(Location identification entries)

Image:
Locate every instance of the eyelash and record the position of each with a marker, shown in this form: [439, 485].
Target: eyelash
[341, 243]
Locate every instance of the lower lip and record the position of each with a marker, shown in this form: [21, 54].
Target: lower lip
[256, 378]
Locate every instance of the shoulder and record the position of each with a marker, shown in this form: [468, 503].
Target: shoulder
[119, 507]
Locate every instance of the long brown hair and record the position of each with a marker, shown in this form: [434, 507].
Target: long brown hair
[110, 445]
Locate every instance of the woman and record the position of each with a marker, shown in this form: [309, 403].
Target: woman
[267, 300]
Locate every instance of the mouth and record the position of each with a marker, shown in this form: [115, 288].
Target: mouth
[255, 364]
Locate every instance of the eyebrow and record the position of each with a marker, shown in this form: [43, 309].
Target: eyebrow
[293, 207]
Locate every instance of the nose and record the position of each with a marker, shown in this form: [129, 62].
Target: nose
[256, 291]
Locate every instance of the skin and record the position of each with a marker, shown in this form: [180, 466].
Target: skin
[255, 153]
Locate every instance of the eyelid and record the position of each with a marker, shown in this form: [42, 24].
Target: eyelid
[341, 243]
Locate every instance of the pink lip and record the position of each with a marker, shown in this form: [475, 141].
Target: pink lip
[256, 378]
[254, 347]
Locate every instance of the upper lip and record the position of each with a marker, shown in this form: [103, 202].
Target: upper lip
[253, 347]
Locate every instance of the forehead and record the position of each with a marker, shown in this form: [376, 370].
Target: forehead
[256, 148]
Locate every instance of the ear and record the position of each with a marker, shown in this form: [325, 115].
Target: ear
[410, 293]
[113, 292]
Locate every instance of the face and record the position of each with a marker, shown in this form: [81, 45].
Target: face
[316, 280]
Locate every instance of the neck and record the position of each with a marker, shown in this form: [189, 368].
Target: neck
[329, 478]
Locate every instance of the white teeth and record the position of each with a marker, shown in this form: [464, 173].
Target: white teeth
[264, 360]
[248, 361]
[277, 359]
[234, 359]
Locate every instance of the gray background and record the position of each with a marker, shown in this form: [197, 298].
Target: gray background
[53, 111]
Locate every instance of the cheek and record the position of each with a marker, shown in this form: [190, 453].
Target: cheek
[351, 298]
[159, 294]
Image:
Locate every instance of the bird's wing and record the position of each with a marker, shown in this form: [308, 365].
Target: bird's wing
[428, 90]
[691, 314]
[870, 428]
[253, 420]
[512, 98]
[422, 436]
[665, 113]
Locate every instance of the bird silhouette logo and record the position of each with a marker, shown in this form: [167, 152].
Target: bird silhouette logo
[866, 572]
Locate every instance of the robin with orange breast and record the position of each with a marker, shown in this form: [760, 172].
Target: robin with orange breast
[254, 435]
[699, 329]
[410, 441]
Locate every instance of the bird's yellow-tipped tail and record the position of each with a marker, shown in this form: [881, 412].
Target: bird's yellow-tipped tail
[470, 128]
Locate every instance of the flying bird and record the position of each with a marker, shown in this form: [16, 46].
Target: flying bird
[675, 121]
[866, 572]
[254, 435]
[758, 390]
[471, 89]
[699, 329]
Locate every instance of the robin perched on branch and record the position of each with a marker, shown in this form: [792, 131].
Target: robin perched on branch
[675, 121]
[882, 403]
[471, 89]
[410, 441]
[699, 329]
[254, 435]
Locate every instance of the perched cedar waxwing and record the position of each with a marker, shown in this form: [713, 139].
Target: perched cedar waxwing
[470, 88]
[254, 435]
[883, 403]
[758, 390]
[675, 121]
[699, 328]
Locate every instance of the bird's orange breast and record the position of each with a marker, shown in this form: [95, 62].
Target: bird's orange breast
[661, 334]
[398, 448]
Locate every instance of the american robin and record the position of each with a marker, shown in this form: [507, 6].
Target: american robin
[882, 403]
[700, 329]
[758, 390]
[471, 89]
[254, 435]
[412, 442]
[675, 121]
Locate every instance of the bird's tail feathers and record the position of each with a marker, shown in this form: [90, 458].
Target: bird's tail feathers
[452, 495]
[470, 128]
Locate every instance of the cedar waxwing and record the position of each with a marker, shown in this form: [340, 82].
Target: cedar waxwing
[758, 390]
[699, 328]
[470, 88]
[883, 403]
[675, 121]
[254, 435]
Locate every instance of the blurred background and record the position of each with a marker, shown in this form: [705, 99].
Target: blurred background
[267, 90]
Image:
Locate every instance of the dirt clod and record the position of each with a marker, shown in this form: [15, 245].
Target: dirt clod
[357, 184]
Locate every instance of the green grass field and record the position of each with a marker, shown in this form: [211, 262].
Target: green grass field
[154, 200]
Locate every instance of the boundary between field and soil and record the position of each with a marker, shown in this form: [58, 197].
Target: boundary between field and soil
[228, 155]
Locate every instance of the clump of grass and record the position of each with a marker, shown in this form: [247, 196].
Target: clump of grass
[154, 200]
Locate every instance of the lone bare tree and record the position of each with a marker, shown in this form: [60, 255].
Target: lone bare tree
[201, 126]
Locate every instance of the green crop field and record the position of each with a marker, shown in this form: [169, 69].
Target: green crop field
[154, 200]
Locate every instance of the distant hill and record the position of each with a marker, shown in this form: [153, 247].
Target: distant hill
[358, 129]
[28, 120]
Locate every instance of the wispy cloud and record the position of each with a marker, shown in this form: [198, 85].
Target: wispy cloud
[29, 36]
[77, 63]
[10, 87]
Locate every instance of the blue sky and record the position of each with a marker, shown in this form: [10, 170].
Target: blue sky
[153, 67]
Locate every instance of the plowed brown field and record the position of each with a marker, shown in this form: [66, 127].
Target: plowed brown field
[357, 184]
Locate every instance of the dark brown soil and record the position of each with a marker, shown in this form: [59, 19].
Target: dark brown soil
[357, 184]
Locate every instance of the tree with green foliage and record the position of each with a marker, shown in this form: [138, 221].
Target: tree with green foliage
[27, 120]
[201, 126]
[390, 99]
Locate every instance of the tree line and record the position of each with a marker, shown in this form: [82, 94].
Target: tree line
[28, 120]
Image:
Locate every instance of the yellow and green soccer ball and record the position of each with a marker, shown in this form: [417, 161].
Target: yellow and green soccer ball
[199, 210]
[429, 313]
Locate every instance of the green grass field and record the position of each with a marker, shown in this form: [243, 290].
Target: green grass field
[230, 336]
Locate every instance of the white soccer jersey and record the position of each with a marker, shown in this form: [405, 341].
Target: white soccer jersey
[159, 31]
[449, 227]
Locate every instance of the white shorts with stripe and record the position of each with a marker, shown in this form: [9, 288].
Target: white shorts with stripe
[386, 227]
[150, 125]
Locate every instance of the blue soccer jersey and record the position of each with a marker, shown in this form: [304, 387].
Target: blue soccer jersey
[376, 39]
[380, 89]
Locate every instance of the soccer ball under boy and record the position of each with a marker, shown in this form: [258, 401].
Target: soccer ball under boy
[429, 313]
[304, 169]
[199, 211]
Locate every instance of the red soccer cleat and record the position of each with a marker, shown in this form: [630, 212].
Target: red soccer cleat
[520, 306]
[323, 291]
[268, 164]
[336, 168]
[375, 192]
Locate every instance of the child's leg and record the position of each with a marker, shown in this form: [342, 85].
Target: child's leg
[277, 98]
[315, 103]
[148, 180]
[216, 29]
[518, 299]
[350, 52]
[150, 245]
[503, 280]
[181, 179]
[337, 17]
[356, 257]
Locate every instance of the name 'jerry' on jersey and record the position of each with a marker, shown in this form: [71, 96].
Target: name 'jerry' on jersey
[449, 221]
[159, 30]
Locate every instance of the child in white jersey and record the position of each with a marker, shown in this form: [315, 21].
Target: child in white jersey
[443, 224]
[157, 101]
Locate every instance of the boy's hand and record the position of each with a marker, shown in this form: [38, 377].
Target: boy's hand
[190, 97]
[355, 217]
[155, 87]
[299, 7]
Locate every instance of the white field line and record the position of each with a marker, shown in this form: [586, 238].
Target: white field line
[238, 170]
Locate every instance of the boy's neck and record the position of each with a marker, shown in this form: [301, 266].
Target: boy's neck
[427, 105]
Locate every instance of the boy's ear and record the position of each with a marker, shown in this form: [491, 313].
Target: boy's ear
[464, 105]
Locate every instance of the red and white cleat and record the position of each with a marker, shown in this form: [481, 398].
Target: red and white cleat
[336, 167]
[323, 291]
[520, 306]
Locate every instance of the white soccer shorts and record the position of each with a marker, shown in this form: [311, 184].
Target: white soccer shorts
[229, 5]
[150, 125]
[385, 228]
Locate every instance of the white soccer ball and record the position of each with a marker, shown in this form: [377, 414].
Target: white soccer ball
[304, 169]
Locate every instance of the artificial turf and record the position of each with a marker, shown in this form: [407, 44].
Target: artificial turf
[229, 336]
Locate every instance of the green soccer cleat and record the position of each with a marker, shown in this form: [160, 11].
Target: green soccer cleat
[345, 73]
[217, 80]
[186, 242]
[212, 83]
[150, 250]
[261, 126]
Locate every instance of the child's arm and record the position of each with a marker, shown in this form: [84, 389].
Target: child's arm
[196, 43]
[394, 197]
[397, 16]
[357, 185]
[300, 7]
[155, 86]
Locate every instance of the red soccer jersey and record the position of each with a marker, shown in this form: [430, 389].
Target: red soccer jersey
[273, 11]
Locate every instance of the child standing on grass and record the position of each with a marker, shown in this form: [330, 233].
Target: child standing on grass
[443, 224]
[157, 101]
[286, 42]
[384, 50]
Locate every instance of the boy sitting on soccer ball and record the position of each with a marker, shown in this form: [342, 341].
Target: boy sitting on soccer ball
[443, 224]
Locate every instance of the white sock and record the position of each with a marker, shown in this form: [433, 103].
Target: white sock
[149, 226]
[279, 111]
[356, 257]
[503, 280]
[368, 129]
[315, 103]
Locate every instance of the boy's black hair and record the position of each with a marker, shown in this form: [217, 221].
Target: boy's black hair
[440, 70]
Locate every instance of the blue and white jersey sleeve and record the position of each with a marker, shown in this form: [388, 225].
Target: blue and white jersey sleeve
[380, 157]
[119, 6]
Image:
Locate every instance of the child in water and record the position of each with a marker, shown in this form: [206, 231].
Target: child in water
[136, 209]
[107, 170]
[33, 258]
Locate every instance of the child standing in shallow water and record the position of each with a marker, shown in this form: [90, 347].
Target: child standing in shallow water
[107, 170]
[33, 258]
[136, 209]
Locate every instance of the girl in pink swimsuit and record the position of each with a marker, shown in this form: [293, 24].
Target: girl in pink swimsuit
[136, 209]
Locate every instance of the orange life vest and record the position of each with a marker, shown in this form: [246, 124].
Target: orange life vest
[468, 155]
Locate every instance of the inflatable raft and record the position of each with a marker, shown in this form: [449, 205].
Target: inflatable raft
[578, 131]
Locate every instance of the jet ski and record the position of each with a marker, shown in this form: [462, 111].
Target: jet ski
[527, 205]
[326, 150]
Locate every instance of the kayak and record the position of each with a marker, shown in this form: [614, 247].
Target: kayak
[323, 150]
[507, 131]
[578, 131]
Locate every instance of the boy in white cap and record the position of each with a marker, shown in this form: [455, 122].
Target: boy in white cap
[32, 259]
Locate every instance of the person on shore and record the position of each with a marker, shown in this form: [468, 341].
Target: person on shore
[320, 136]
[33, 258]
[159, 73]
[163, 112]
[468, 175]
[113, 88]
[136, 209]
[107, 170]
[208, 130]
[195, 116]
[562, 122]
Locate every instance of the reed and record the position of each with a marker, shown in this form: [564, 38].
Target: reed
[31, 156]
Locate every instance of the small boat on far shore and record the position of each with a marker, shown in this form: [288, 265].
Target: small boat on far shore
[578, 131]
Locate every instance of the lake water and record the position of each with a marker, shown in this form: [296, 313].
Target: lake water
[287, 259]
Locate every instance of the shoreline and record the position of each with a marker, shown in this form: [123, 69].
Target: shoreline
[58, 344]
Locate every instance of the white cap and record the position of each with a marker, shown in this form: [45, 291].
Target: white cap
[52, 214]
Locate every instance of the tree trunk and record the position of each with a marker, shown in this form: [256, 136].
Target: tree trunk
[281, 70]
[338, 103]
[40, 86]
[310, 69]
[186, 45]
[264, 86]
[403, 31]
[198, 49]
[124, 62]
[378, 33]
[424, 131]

* TASK PROMPT *
Exactly repeat the lines from the line that contains "Locate every instance of the boy in" to the end of the entries, both included, and leave out all other lines.

* RESPONSE TO THIS TASK *
Locate every instance of the boy in white cap and record the position of each with a marker, shown in this form: [455, 122].
Target: boy in white cap
[32, 259]
Locate every instance of the person on shore and record the position of each with a marker, shown in this form: [468, 341].
Target: person on shore
[320, 136]
[33, 258]
[159, 73]
[163, 112]
[468, 175]
[113, 88]
[136, 209]
[107, 170]
[208, 130]
[195, 116]
[562, 122]
Locate every instance of the reed and record the position of each with a marker, shown in this form: [564, 38].
Target: reed
[31, 156]
Locate every instance of the small boat on far shore and record the position of each with a marker, shown in this form: [288, 265].
Target: small boat on far shore
[578, 131]
Locate every instance of the lake water and record the position of each with a marker, shown in this form: [296, 313].
Target: lake water
[287, 259]
Locate every instance of the shoreline and record the position of each with a marker, shown in this form: [123, 69].
Target: shoreline
[58, 344]
Locate every instance of the white cap and record the position of each with a marker, shown in this form: [45, 291].
Target: white cap
[52, 214]
Locate every instance of the tree trunk and record the position of each with a marker, shown in this form: [256, 136].
Target: tree trunk
[281, 70]
[338, 103]
[40, 86]
[310, 69]
[186, 45]
[264, 86]
[403, 31]
[198, 49]
[124, 62]
[378, 33]
[424, 131]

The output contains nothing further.